* [Stated problem] Present the lines between the one holding "Guideline — for every instance of the black" and the one holding "Guideline — for every instance of the light", inclusive, as a numbered list with blank lines omitted.

* start Record set *

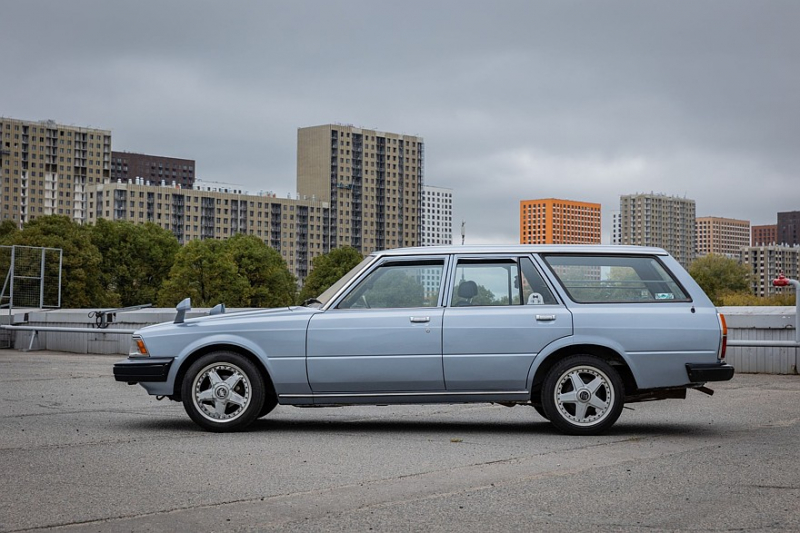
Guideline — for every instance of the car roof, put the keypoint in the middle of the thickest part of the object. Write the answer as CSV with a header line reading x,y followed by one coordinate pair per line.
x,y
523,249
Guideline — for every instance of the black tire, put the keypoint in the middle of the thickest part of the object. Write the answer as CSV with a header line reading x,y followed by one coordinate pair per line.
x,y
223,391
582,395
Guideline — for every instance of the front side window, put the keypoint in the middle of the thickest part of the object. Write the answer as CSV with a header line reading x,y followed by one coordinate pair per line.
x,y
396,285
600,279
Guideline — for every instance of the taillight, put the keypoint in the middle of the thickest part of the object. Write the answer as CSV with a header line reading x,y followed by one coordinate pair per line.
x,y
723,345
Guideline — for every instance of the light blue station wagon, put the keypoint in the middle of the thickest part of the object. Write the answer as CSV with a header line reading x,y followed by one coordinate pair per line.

* end Record set *
* start Record set *

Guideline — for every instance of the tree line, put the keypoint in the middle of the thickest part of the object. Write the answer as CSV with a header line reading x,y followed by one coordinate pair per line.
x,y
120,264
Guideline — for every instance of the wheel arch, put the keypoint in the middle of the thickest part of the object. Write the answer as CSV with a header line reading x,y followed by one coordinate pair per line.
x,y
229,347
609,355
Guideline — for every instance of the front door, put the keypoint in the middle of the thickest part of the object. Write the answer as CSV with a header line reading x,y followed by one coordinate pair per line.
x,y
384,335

* end Record set *
* start Record set *

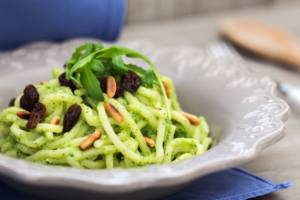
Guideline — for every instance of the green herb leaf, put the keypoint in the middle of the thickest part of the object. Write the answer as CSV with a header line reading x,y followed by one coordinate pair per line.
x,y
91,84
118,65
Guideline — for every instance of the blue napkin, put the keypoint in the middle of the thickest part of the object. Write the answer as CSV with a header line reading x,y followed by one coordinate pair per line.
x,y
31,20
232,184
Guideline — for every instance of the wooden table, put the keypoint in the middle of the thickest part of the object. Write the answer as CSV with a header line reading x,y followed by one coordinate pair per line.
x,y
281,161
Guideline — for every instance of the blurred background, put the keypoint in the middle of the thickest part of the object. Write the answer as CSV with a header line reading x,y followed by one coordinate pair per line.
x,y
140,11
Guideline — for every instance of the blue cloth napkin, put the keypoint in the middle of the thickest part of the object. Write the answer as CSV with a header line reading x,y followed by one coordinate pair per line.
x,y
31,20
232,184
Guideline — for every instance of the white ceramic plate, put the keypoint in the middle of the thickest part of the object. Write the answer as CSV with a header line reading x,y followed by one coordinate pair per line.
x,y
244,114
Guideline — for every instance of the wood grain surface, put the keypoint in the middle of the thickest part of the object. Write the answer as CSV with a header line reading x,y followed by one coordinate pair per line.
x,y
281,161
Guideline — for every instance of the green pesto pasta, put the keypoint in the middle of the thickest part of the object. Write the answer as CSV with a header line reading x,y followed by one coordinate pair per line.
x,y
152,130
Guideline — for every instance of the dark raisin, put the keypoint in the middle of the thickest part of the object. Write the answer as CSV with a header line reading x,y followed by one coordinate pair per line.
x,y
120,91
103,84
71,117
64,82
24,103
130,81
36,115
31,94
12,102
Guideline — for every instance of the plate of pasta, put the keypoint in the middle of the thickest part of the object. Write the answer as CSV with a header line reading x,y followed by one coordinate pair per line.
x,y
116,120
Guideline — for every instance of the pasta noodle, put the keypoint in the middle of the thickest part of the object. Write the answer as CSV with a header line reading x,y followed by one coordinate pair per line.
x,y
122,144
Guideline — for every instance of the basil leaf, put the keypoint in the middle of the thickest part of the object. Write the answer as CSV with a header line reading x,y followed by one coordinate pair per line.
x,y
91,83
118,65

* end Record set *

* [Solution below]
1. Guideline — for every instance of the black tire, put the keypoint in the middle of the thickest part of the object. Write the answer as CSV with a header line reading x,y followed by one coordinate pair per line.
2. x,y
3. 223,391
4. 582,395
5. Guideline — for every instance of the front side window, put the keypoint in the middle of the thickest part of the object. Write the answer as CSV with a header line reading x,y followed by one coordinate pair per line.
6. x,y
7. 396,285
8. 600,279
9. Guideline — for every instance of the taillight, put the keypoint in the middle of the thickest part of the object. Write the answer as CSV with a header line reading x,y followed by one coordinate pair per line.
10. x,y
11. 723,345
12. Guideline — for every instance of the light blue station wagon, put the keypoint in the middle of the thickest part of the object. Write the answer as CSV with a header line reading x,y followed by one coordinate pair per line.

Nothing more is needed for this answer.